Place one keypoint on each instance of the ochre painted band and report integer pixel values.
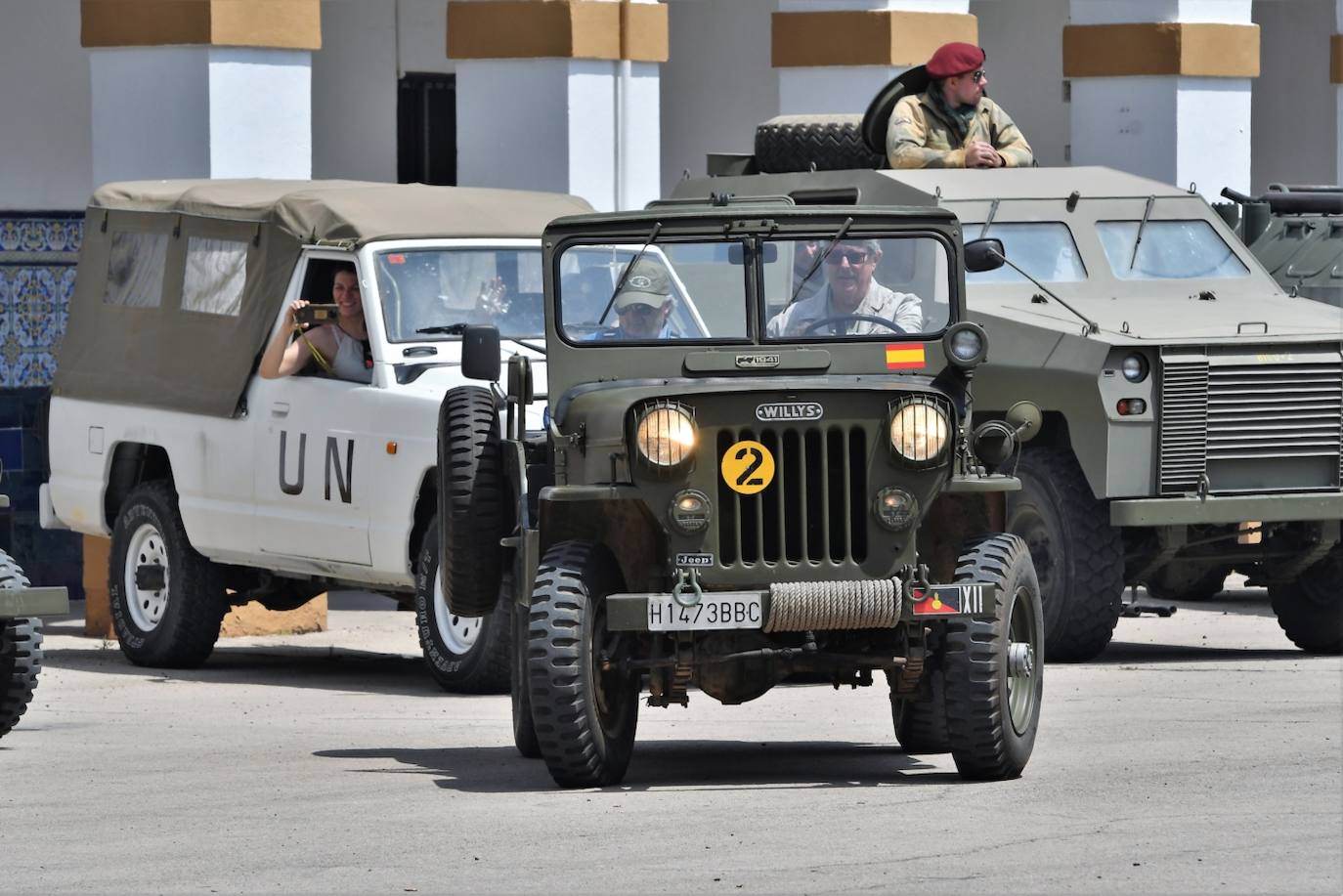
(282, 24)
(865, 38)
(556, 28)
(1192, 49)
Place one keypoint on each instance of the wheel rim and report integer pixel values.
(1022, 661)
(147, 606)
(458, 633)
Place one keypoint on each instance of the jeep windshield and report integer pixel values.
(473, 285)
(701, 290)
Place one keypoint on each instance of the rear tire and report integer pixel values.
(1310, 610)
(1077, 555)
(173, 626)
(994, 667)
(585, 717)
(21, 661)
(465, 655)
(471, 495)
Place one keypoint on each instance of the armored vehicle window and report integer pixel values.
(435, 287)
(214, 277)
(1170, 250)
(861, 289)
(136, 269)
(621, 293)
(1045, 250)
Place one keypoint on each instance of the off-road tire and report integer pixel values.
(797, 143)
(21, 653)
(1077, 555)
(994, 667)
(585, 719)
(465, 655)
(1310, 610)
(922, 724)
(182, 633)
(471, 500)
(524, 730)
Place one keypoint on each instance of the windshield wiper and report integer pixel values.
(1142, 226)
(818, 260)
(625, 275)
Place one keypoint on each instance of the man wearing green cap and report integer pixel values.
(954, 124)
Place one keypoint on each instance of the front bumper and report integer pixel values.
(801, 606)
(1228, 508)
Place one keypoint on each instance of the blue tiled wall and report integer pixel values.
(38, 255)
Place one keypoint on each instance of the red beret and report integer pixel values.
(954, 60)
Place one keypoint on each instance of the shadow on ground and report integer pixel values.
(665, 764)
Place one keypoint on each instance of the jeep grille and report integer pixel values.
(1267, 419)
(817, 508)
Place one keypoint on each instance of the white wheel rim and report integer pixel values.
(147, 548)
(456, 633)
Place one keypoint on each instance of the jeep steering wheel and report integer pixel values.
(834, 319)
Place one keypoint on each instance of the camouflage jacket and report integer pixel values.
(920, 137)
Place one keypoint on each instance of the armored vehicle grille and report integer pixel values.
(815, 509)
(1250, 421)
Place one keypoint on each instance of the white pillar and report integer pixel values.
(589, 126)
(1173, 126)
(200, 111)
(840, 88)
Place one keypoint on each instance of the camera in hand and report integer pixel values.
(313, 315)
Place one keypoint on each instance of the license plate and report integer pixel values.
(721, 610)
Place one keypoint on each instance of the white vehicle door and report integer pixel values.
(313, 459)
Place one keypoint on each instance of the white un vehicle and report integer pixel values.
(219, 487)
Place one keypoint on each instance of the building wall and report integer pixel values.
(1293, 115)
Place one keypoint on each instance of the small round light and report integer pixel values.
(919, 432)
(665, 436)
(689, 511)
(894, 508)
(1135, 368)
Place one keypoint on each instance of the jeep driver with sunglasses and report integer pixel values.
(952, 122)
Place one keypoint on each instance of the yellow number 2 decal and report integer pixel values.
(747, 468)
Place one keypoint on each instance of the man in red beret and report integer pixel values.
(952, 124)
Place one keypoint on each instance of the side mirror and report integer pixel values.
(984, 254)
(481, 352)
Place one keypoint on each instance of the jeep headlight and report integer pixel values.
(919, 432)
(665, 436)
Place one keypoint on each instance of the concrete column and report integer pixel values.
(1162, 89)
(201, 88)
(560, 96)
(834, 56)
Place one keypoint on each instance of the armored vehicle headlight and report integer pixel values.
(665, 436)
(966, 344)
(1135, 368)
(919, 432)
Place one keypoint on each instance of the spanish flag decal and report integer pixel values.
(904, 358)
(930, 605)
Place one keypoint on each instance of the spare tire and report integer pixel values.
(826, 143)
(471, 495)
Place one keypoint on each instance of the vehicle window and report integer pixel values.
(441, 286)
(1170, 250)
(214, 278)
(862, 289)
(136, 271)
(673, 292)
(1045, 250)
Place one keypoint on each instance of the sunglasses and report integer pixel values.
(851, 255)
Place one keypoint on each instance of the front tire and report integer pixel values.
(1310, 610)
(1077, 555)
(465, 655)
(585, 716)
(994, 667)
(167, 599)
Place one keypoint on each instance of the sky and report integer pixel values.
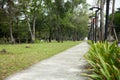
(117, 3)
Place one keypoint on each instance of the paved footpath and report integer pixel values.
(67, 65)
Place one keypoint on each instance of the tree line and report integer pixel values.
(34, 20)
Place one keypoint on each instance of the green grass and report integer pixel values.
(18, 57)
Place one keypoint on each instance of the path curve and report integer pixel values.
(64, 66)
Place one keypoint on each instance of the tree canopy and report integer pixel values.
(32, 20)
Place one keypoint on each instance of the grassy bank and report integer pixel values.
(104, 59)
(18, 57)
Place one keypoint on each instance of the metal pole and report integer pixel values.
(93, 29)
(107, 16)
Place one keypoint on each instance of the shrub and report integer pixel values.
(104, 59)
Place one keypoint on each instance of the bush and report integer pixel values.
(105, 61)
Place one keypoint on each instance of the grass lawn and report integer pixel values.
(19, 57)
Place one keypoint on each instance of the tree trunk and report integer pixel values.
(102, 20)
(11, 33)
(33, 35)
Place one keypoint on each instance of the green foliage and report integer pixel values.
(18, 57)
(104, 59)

-----

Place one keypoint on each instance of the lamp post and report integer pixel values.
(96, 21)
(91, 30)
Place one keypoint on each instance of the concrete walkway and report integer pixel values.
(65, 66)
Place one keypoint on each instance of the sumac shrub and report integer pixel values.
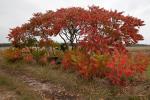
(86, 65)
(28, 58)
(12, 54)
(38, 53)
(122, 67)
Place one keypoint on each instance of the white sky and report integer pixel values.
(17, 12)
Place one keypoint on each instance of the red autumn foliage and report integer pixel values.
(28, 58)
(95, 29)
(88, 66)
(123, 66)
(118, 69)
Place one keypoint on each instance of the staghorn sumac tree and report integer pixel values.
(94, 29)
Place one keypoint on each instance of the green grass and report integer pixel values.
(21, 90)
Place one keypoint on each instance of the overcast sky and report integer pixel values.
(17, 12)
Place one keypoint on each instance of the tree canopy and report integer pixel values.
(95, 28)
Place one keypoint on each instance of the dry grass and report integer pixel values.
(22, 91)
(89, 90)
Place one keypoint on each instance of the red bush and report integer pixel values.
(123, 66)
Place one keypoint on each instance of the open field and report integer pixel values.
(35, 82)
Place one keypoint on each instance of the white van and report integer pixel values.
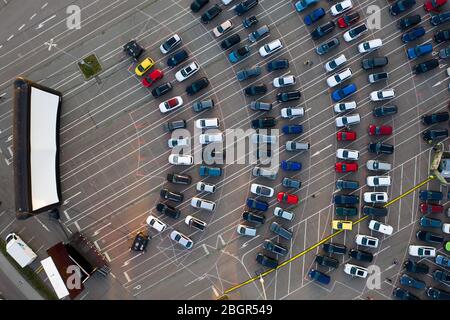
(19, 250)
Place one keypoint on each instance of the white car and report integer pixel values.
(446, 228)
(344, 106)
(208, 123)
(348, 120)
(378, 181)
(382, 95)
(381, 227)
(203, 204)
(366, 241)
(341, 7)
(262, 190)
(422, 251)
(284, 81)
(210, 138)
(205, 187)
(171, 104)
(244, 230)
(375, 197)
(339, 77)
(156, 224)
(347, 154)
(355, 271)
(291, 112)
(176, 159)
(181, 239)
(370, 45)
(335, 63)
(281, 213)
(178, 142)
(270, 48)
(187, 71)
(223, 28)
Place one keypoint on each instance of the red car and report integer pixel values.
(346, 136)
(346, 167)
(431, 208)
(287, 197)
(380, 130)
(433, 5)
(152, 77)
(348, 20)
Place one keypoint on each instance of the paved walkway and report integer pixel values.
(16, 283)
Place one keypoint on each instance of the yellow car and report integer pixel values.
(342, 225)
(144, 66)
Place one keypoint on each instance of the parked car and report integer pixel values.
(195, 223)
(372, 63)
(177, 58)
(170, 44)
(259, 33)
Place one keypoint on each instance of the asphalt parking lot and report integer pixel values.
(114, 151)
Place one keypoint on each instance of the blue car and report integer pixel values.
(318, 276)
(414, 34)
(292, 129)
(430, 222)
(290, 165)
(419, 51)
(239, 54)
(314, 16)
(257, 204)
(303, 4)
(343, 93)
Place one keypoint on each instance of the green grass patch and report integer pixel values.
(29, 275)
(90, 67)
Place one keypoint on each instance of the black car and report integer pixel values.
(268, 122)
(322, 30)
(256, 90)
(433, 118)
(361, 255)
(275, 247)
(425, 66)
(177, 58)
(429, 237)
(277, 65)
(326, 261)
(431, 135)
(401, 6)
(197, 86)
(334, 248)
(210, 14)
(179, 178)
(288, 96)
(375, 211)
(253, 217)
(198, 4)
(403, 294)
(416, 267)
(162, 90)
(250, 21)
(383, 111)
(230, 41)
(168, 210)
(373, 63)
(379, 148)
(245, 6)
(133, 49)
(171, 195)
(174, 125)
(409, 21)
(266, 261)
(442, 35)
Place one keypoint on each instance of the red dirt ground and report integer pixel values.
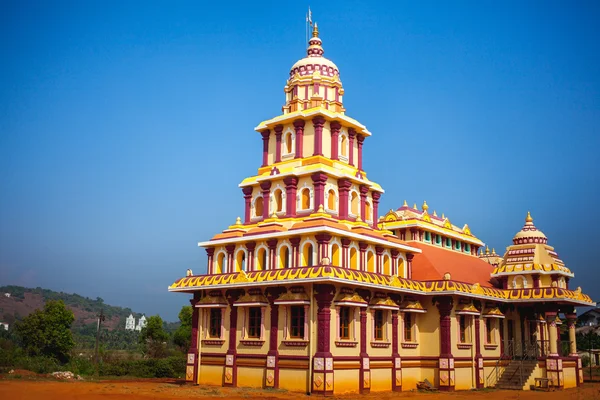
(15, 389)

-----

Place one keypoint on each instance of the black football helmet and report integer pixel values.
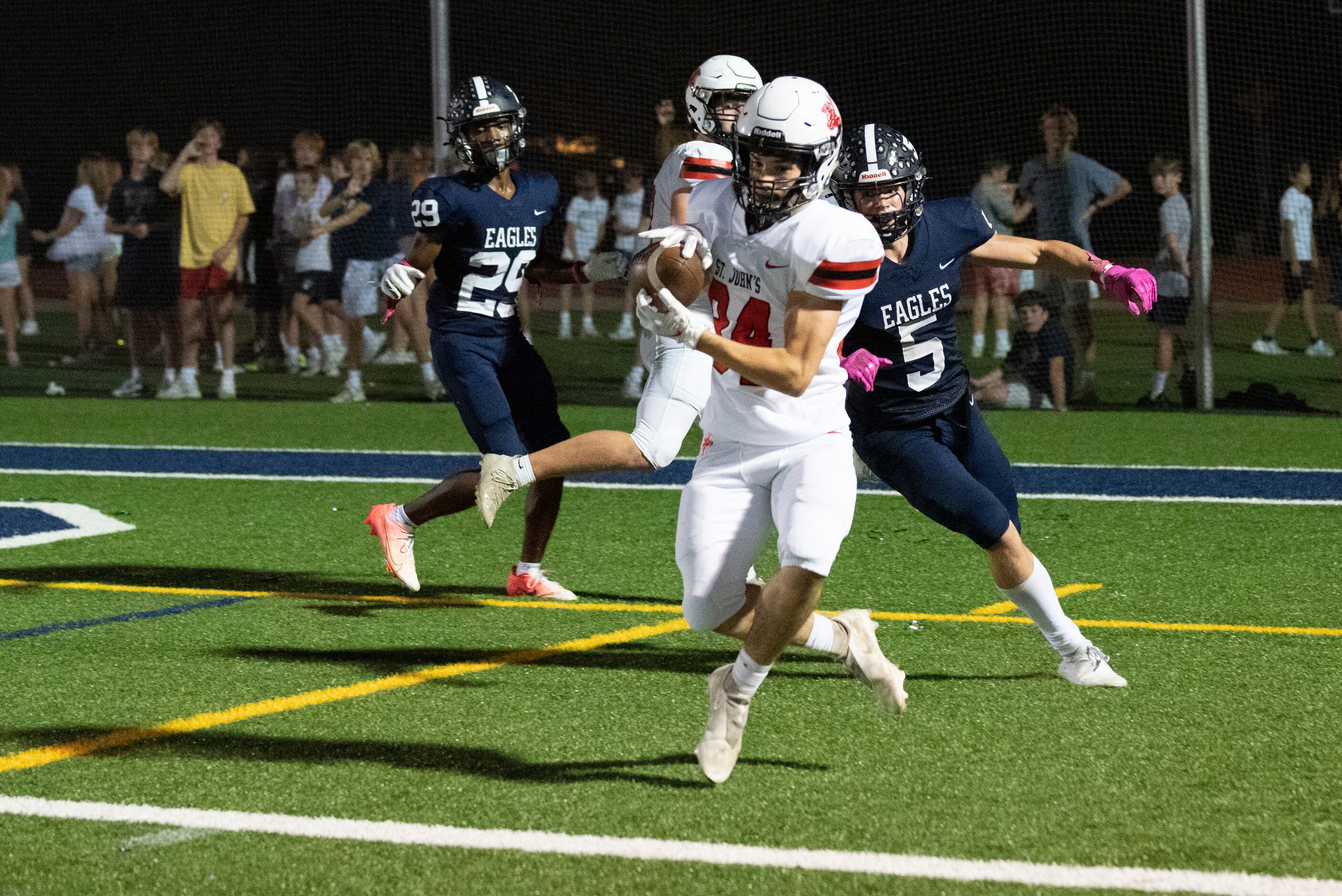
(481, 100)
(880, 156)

-----

#### [AIM OF THE TASK]
Gather every line of the entries above that contains the word "foliage", and list each one in full.

#### [WORKED SOLUTION]
Place one keypoint on each instance of the green foliage and report integer pixel values.
Place one keypoint on each instance of the red autumn foliage and report integer pixel values.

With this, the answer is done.